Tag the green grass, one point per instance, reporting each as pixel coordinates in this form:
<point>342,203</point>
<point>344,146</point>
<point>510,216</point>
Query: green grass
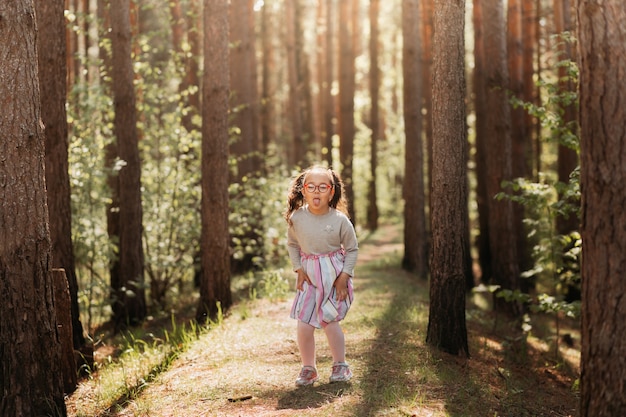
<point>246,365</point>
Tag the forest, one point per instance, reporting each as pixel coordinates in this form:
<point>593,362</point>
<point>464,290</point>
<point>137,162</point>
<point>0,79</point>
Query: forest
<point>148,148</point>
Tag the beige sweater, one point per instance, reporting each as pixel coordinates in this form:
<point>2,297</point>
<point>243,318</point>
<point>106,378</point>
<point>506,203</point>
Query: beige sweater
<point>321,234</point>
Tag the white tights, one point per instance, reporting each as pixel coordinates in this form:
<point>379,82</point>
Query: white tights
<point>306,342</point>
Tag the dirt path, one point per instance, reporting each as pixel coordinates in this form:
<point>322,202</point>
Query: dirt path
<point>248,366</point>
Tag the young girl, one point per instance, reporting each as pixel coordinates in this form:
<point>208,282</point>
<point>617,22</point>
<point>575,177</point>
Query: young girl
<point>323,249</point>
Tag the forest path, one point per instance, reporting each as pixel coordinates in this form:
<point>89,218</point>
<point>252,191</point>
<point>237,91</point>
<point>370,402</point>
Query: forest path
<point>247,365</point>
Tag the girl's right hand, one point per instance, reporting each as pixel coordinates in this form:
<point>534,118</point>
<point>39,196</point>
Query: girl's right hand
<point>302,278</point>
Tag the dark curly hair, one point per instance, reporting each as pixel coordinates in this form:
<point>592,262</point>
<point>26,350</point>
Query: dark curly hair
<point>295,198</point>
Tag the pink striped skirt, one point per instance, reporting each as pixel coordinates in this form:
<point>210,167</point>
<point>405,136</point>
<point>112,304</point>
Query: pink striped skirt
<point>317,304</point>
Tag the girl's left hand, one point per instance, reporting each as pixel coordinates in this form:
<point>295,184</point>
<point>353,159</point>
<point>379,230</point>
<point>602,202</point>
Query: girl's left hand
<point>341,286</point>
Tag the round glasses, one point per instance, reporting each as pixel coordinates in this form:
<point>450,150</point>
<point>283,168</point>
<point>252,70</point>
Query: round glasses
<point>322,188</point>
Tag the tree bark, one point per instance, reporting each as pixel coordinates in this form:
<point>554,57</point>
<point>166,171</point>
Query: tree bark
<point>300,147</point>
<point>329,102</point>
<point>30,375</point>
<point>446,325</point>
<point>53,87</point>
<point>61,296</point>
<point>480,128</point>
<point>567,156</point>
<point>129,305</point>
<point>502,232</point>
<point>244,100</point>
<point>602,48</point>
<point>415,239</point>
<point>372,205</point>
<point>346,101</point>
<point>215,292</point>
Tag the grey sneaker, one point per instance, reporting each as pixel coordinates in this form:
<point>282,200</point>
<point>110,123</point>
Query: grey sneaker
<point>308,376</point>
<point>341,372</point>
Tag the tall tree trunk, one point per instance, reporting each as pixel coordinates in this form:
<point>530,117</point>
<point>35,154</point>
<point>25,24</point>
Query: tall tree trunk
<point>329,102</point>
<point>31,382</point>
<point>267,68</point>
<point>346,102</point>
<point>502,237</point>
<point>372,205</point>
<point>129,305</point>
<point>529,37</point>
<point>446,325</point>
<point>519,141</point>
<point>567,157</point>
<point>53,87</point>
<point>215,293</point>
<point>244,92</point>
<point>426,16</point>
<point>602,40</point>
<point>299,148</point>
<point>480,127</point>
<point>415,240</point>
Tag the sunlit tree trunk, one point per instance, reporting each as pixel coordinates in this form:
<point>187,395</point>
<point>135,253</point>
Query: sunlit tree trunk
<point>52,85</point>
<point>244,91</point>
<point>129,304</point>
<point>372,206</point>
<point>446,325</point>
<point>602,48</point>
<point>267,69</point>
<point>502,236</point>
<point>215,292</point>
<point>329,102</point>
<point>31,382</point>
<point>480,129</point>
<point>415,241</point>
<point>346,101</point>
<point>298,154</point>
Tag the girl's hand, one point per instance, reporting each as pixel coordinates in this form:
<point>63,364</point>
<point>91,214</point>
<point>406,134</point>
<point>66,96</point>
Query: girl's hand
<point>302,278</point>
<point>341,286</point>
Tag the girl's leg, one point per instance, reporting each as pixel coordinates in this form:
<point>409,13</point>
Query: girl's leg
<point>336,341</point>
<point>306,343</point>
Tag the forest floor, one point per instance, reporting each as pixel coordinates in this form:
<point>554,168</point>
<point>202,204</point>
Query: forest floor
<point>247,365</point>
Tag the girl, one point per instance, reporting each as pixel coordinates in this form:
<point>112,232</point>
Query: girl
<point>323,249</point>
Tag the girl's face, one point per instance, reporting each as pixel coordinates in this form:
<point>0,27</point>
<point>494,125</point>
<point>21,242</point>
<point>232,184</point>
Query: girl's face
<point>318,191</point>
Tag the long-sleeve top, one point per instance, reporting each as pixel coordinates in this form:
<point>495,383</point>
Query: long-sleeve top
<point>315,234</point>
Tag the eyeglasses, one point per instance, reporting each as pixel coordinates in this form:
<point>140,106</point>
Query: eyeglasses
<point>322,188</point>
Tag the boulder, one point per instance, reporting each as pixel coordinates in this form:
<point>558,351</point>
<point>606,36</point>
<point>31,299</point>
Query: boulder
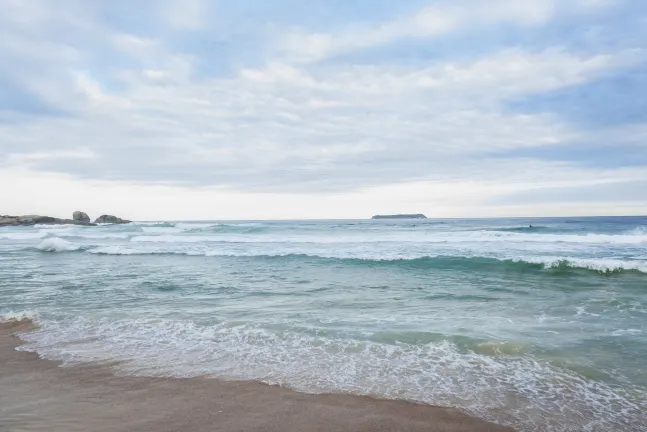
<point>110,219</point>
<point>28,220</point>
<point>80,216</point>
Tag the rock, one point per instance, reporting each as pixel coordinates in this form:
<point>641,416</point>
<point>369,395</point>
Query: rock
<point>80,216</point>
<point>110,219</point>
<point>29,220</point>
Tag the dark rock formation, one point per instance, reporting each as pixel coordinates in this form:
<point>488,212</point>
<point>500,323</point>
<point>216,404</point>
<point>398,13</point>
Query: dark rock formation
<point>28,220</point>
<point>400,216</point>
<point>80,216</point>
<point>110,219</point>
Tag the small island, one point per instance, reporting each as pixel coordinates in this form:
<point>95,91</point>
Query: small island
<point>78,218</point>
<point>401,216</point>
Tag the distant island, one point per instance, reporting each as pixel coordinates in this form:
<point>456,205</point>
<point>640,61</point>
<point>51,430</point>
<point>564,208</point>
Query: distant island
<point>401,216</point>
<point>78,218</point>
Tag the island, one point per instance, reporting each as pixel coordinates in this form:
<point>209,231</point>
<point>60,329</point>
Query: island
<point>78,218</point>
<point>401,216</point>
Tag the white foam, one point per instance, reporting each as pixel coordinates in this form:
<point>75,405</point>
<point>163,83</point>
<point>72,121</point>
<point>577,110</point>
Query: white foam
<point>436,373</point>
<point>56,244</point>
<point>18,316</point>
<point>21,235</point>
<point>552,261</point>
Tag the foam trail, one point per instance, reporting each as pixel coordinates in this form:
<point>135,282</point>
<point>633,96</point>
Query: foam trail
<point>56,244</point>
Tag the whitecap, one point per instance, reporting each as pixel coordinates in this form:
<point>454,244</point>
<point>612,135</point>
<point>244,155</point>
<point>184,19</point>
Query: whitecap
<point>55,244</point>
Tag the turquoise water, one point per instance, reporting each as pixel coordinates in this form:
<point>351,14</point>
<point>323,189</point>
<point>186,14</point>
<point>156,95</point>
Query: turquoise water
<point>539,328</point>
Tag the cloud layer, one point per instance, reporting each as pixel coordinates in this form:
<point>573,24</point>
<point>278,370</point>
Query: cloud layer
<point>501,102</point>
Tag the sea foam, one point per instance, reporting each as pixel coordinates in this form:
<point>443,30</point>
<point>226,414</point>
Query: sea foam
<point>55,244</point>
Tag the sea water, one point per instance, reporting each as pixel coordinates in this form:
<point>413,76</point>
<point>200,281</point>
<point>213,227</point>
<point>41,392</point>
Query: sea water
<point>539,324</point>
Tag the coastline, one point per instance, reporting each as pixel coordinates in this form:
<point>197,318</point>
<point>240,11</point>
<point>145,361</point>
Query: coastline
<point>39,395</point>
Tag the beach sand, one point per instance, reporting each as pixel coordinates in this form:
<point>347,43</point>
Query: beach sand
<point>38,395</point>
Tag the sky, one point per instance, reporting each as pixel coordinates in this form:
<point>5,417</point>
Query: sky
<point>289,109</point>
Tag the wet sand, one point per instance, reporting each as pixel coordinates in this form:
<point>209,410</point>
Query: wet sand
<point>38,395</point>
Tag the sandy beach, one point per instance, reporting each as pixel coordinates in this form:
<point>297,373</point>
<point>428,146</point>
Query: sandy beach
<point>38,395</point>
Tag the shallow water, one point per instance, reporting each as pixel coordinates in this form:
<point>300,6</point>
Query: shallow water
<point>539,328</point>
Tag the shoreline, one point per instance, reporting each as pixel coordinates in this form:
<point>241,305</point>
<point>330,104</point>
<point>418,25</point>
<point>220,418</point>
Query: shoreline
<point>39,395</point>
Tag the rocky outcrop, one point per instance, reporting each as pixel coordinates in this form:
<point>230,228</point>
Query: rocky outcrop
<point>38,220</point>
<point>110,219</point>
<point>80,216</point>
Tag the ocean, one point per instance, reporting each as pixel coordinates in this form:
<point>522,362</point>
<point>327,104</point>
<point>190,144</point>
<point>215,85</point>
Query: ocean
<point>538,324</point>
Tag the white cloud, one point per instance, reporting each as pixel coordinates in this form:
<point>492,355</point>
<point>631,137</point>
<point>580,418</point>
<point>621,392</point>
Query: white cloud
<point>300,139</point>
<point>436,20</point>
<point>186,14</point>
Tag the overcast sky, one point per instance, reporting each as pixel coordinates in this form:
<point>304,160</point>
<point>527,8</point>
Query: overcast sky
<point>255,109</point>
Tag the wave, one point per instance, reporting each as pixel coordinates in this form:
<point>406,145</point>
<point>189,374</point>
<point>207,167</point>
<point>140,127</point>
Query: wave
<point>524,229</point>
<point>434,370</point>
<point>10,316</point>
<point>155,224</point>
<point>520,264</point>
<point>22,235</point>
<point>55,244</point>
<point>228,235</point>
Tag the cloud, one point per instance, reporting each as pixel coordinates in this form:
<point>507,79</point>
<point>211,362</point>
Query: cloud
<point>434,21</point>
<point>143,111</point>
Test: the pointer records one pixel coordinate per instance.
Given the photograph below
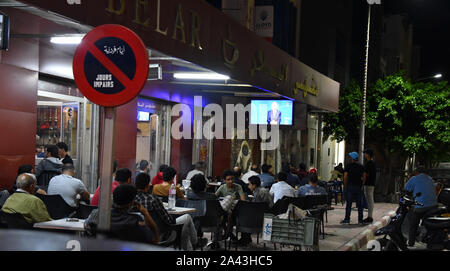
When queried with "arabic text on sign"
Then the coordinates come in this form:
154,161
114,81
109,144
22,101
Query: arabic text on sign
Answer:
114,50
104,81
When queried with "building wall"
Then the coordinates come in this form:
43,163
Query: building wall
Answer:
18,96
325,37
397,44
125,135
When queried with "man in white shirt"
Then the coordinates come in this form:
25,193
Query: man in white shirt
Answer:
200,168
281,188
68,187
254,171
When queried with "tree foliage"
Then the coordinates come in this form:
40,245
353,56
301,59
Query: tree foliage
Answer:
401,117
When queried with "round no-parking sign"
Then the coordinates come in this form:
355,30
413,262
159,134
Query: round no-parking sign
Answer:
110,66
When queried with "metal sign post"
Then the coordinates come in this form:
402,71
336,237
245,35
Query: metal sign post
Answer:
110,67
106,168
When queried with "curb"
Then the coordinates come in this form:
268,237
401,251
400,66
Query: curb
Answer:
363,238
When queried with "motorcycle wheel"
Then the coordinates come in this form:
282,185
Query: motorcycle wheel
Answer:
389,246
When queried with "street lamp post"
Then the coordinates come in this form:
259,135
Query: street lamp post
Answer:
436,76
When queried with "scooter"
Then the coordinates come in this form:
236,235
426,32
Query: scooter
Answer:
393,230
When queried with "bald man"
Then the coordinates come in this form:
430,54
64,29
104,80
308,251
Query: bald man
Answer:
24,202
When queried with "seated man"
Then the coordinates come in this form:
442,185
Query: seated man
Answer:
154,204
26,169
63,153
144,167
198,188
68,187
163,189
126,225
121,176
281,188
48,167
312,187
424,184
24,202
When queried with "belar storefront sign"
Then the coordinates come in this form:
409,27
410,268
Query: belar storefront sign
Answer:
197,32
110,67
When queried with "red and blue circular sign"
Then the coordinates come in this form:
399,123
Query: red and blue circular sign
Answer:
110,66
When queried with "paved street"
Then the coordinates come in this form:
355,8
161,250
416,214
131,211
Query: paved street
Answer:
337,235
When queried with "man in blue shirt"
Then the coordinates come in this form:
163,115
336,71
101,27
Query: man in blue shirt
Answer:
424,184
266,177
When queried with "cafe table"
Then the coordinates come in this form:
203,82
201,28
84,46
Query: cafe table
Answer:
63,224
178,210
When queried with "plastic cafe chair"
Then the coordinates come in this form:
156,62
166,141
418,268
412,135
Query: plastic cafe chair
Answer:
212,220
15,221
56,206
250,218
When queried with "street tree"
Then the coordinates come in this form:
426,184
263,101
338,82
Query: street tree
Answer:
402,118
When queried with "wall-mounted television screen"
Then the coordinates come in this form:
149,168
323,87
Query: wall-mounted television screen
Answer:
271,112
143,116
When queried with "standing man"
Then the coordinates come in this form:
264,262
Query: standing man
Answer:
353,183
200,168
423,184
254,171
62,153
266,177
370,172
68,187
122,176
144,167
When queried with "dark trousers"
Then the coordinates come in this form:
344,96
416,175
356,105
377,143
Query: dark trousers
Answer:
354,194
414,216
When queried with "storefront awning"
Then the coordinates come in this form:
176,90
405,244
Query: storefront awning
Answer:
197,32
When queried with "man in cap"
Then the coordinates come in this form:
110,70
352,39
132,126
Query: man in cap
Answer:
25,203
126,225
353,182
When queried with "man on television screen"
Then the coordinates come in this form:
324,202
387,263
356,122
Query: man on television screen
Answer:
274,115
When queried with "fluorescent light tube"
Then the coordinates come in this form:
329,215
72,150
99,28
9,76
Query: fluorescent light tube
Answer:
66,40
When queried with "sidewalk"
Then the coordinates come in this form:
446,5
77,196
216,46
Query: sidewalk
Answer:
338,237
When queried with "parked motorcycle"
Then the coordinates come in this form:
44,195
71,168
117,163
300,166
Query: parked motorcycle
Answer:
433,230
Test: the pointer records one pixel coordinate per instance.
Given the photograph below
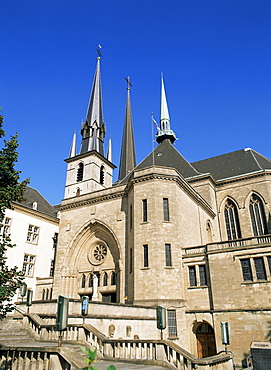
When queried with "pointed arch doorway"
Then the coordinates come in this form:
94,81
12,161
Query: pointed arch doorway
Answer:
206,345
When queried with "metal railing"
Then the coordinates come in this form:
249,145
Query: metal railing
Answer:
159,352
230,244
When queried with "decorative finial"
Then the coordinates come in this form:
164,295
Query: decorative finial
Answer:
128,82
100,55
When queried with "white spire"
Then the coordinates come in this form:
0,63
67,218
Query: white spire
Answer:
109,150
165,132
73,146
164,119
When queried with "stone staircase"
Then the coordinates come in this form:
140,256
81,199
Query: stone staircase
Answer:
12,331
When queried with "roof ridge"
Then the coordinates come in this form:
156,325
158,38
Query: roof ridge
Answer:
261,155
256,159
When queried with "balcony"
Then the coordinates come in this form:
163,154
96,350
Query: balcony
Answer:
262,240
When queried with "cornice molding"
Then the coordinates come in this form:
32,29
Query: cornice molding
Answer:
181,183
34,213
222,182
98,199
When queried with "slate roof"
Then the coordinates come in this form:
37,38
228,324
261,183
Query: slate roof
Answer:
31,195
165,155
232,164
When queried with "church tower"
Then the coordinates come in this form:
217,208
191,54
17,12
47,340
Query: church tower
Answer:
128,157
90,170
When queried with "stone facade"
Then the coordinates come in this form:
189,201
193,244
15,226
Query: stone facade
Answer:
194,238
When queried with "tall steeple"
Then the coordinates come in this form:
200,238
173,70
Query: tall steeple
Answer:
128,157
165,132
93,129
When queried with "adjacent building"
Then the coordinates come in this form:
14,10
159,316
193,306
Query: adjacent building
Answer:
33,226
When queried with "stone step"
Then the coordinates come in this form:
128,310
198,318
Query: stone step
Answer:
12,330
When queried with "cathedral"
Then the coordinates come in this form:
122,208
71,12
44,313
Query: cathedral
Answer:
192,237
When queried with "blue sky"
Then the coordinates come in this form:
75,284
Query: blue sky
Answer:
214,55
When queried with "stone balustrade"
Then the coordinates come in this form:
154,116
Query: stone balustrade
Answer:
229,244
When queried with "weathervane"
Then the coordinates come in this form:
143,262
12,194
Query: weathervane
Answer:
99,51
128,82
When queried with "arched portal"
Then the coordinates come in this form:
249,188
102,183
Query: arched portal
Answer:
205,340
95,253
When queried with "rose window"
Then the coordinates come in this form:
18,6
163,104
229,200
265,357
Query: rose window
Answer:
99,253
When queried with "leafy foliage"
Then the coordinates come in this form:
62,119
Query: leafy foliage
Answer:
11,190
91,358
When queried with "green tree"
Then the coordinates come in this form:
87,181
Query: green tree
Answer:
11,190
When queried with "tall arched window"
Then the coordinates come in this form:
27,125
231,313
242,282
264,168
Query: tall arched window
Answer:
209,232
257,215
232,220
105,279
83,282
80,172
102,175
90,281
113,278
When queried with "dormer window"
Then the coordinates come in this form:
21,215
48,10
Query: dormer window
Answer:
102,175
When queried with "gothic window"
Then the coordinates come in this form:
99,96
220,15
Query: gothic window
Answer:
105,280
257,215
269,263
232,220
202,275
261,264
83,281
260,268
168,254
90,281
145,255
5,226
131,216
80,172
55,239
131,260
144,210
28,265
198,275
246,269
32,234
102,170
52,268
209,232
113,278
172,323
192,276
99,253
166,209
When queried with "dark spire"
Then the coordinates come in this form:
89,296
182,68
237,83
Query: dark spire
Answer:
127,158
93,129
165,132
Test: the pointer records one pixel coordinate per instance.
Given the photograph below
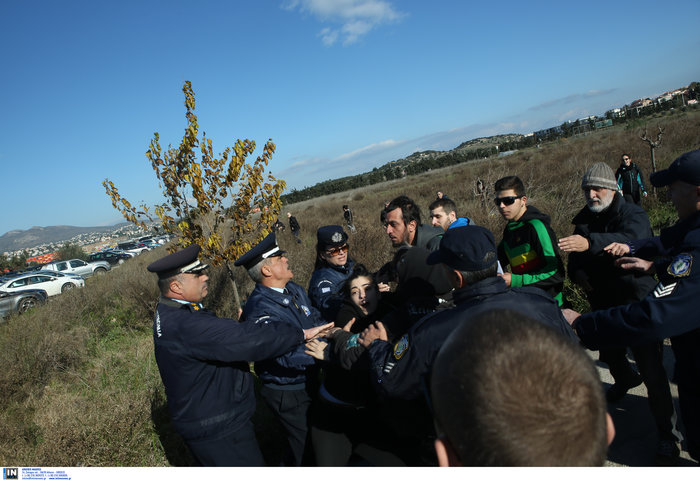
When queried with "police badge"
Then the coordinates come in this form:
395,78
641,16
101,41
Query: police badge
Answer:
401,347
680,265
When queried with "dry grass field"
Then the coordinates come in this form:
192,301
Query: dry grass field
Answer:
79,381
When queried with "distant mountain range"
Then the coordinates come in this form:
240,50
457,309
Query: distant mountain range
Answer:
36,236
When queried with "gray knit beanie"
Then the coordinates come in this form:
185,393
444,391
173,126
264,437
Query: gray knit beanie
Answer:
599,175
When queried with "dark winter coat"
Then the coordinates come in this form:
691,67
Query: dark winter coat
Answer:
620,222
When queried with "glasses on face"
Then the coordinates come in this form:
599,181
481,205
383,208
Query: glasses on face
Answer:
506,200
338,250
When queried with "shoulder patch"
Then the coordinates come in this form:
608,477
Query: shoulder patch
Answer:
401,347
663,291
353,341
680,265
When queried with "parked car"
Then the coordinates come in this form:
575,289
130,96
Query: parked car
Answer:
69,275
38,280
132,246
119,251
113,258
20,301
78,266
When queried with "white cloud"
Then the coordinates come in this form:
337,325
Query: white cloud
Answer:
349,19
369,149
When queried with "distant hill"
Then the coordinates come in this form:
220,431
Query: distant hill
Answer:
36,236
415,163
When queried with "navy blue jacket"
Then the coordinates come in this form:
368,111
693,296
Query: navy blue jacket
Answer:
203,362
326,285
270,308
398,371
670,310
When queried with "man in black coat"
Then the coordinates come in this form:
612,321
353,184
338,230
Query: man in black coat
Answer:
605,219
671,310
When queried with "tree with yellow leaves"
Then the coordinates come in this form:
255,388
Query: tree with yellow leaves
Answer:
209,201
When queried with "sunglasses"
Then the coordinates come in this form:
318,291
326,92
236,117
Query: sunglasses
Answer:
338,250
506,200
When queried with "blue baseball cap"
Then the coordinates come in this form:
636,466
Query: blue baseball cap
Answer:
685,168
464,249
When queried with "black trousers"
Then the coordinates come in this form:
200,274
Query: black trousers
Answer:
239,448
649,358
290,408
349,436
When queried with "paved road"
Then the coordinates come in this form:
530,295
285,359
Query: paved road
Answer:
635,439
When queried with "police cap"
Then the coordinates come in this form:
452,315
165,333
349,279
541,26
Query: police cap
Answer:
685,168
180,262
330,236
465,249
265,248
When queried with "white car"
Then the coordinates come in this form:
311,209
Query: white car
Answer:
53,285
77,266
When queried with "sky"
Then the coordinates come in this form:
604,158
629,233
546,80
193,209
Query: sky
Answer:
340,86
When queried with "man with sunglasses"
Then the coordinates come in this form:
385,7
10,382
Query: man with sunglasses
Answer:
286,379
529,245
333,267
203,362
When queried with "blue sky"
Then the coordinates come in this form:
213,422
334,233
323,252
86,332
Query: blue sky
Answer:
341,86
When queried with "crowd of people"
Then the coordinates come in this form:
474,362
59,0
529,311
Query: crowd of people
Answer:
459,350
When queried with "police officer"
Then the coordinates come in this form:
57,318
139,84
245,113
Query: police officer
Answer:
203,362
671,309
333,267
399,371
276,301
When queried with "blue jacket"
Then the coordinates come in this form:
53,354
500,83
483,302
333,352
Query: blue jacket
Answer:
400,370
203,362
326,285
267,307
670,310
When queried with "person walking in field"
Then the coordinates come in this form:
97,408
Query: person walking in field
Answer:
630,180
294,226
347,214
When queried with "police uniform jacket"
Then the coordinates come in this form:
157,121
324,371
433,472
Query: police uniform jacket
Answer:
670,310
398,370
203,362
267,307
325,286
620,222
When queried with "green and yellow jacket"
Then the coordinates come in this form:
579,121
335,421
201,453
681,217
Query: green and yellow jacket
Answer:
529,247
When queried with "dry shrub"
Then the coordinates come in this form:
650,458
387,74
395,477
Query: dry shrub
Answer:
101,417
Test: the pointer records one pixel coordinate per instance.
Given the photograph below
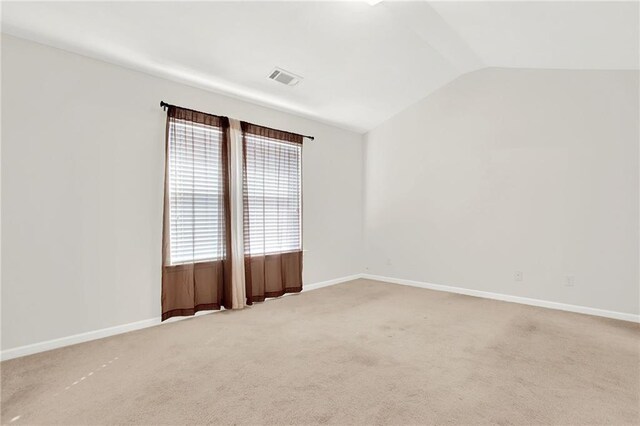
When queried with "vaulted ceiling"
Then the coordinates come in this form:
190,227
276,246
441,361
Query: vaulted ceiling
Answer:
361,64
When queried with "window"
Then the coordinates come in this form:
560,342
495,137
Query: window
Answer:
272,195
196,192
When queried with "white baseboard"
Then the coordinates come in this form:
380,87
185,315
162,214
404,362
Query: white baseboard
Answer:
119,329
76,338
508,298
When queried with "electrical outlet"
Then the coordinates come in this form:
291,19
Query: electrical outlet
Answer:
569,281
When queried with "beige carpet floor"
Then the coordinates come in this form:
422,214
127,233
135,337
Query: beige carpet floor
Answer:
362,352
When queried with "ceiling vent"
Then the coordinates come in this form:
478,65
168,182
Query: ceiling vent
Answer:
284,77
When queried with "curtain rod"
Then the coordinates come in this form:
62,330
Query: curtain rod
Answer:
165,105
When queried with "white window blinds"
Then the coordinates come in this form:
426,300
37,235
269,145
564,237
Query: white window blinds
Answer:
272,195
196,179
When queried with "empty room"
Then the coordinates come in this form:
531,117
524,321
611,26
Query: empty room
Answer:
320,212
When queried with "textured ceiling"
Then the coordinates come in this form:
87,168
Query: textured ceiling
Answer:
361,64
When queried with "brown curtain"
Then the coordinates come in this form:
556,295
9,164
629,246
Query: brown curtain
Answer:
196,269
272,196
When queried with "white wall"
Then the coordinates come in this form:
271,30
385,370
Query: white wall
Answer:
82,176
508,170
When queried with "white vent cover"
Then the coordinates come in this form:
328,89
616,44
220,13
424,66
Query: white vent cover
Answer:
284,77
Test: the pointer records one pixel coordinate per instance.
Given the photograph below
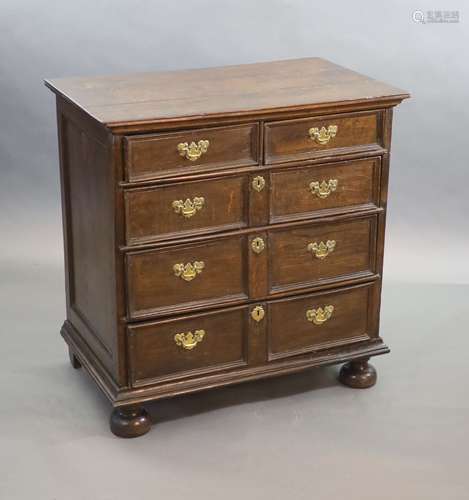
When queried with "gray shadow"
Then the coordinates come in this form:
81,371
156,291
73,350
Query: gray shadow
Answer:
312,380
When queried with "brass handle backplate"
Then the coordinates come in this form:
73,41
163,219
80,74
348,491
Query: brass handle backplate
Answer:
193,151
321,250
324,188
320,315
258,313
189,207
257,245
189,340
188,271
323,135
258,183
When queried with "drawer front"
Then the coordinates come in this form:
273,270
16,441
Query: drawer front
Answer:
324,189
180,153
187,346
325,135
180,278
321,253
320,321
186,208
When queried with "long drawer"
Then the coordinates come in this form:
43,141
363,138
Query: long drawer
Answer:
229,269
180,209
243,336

Exercise
Please report every line among the entries that includes "navy".

Response to this task
When queried with "navy blue jacket"
Query: navy blue jacket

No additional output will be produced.